--- Extracted text ---

With the reduction in uncertainty in the Myanmar tower market comes a reduction in risk, and a commensurate increase in investibility. Towerco consolidation has only recently begun, but the structure of the Myanmar tower market is increasingly clear, and TowerXchange expect three towercos of scale to emerge. Likewise, the structure of the mobile market is becoming clear; MPT has stood its ground; Telenor has grabbed impressive market share; Ooredoo has continued to differentiate as a first mover in next generation technologies; and now Viettel has been selected as the joint venture partner for the fourth operator.
Estimates suggested 17,300 towers would be needed to achieve the Myanmar MCIT’s coverage targets by the end of 2017. Myanmar’s tower stock had grown to ~10,750 towers at time of press. There is organic growth for Myanmar’s towercos, but there is also tenancy ratio growth; the tenancy ratio of mature portfolios ranges from 1.35 to 1.9, suggesting a healthy culture of infrastructure sharing and a growing need for capacity as subscriber numbers continue to grow impressively. The Myanmar tower rollout seems broadly on track, but let’s take a closer look at the structure of that market.
Who are Myanmar’s operators and what has been their tower strategy?
Few commentators would have predicted that State-backed incumbent MPT (Myanmar Post and Telecommunications) would have retained their market leadership two years after the licensing of two international competitors but, backed by KDDI and Sumitomo, MPT has a 45% share of subscribers with over 20mn.
Investors KDDI and Sumitomo intend to invest a total of US$2bn in their Myanmar joint venture partner MPT, with a US$1.6bn network infrastructure investment announced this time last year, which was to drive their base transceiver station count from 2,000 to 5,000. While MPT are not believed to have dramatically increased their captive tower count, which continues to be rolled out by Huawei, most of the Myanmar towercos report healthy lease up, which we estimate totals over 1,500 co-locations from MPT, suggesting MPT is closing in on their target.
Of the two international license holders, Telenor has achieved the fastest subscriber growth in Myanmar, racing to just under 17mn subscribers in two years. Telenor has maintained their reputation as a tough, disciplined and single-minded negotiator with towercos, playing off Apollo and IGT as their go-to towercos of scale, while driving deep discounts with Eco Friendly Towers and recent entrants OCK. Telenor remains broadly on track with their rollout plan, having lit 5,831 towers by the end of Q216 – all independently owned – with a target to reach 7,000 by year end 2016, and as many as 13,000 sites to achieve solid nationwide voice and data coverage.

--- Given records ---

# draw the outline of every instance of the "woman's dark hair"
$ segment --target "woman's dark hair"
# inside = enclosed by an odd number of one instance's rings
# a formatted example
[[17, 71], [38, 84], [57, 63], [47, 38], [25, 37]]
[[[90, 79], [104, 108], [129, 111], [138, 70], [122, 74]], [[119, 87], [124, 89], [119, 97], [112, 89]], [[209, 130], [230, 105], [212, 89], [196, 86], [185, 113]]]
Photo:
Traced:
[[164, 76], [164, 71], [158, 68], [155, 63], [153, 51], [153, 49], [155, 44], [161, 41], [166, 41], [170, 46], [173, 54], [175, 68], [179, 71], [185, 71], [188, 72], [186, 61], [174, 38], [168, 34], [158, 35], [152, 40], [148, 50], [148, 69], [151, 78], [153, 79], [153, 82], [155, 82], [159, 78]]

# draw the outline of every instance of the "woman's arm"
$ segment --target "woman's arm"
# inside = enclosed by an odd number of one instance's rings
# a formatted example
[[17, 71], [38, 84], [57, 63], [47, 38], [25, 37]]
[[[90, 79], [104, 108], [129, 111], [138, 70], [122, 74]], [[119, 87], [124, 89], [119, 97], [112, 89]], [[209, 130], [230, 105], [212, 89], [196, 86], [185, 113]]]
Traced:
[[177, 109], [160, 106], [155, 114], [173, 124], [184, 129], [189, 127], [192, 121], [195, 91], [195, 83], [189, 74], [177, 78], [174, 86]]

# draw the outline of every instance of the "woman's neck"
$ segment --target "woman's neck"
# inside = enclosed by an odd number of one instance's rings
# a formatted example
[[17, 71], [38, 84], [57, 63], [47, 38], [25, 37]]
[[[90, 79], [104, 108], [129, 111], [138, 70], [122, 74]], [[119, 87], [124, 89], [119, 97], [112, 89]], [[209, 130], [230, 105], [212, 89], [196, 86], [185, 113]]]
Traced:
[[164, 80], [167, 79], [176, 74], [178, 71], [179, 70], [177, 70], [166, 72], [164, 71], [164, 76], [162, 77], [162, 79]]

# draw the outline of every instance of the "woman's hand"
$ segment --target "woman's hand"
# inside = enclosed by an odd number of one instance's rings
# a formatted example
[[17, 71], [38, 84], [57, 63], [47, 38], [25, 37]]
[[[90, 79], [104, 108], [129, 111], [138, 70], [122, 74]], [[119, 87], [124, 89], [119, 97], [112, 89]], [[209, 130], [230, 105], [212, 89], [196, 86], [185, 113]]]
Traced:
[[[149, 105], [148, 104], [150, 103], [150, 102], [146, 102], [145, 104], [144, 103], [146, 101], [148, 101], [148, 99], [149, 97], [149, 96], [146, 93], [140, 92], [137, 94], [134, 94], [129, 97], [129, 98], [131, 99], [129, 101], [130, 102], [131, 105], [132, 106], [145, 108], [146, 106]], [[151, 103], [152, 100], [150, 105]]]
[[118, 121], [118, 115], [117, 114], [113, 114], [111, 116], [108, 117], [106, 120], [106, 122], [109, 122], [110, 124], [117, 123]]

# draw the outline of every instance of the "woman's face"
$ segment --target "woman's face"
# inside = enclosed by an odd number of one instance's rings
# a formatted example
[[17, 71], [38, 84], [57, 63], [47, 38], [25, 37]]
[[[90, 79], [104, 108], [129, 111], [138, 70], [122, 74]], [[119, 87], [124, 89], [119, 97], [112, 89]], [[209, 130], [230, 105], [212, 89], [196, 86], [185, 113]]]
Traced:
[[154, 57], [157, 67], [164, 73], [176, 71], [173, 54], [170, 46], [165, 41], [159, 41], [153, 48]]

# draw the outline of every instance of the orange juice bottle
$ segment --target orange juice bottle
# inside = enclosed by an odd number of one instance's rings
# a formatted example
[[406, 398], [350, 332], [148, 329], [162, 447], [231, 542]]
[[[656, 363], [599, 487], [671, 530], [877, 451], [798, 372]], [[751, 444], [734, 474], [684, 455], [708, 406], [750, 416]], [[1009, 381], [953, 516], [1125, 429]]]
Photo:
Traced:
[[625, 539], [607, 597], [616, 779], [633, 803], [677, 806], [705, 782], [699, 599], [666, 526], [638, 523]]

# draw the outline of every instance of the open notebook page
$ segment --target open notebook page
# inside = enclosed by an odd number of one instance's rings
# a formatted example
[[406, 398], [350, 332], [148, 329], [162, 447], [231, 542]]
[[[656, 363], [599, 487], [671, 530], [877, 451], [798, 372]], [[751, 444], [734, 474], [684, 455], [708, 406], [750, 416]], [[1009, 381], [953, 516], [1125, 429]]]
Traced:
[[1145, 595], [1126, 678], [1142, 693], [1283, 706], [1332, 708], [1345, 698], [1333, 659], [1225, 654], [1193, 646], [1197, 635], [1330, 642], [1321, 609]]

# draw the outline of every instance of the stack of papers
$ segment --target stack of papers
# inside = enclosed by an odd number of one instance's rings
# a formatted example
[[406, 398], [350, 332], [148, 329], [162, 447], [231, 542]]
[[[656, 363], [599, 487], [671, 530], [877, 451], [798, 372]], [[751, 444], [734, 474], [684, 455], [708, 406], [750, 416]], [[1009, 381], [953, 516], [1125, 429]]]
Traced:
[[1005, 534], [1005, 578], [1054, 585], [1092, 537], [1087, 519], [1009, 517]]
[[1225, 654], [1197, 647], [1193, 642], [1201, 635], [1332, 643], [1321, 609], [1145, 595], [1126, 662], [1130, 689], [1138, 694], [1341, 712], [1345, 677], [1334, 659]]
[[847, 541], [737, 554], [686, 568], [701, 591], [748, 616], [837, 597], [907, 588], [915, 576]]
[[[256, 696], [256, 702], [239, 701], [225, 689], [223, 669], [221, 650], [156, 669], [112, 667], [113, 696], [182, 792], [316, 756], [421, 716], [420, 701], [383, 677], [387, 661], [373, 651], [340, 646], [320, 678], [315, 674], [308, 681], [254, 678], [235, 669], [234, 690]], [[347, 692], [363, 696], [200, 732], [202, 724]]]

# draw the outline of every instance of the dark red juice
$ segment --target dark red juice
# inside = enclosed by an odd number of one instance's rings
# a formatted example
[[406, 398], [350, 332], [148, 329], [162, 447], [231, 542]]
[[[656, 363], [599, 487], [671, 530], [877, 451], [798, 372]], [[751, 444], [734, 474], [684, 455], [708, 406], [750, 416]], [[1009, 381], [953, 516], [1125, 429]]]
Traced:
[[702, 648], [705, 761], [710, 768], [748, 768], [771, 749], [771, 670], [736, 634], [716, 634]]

---

» Task A:
According to the Myanmar tower market article, how many towers had Telenor lit by the end of Q216?
» Task B:
Reproduce the Myanmar tower market article word for word, everything from "Few commentators would" down to "on their target.".
» Task C:
Carry the article on the Myanmar tower market forward from its last sentence.

» Written response A:
5,831 towers

» Written response B:
Few commentators would have predicted that State-backed incumbent MPT (Myanmar Post and Telecommunications) would have retained their market leadership two years after the licensing of two international competitors but, backed by KDDI and Sumitomo, MPT has a 45% share of subscribers with over 20mn.
Investors KDDI and Sumitomo intend to invest a total of US$2bn in their Myanmar joint venture partner MPT, with a US$1.6bn network infrastructure investment announced this time last year, which was to drive their base transceiver station count from 2,000 to 5,000. While MPT are not believed to have dramatically increased their captive tower count, which continues to be rolled out by Huawei, most of the Myanmar towercos report healthy lease up, which we estimate totals over 1,500 co-locations from MPT, suggesting MPT is closing in on their target.

» Written response C:
Having launched a month ahead of Telenor in August 2014, Ooredoo has fared less well in the battle for subscribers, achieving 8.2mn subscribers by the end of Q216. While it initially appeared that Ooredoo was courting the higher value customer with Myanmar’s first 3G then first 4G service, ARPU fell 35% between Q215 and Q216, while management changes and a slow down in new tower build in the first half of 2016 suggest the operator is changing strategic direction. Ooredoo currently has ~3,800 sites. Like Telenor, Ooredoo has used third party towercos for their rollout, but changed strategy in 2015, reverting from an initial preference to retain power assets to now requiring that towercos provide tower+power.
While they have yet to break ground, soon-to-be licensed fourth MNO Viettel has pledged to invest US$1.5bn in the construction of a 3G network, with the aim of achieving 95% population coverage within three years. Viettel has a creative approach to making more marginal locations economically viable for the provision of mobile coverage. Viettel successfully and rapidly deployed low cost networks focusing on underserved rural areas in Mozambique, Cameroon and more recently Tanzania. The Vietnamese military-backed operator has formed successively deeper partnerships with towercos, and has already been using the test sites of Myanmar’s towercos, who will be hopeful that Viettel accelerate their rollout and achieve volume and capacity at launch by substantially leveraging co-location.
Myanmar mobile subscriber growth by MNO over the last year
Viettel owns a 49% controlling stake in Myanmar’s fourth MNO, with the balance shared among a consortium of local stakeholders which includes Star High Public Company, itself owned by Myanmar Economic Corporation (MEC), which also owns MECtel. Viettel will reportedly have access to assets including 1,000 towers and 13,000km of fibre, as well as whatever remains of a reported subscriber base of 3.8mn before MECtel’s MNO play was discontinued.
Estimated total number of sites in each MNOs network (inclusive of co-locations)
Who are Myanmar’s towercos and how are they financed?
We would divide Myanmar’s seven towercos into three groups; towercos of scale (IGT, Apollo and edotco), towercos competing on price (EFT and OCK), and towercos seeking an exit (PAMEL and MIG – with Digicel MTC already departed).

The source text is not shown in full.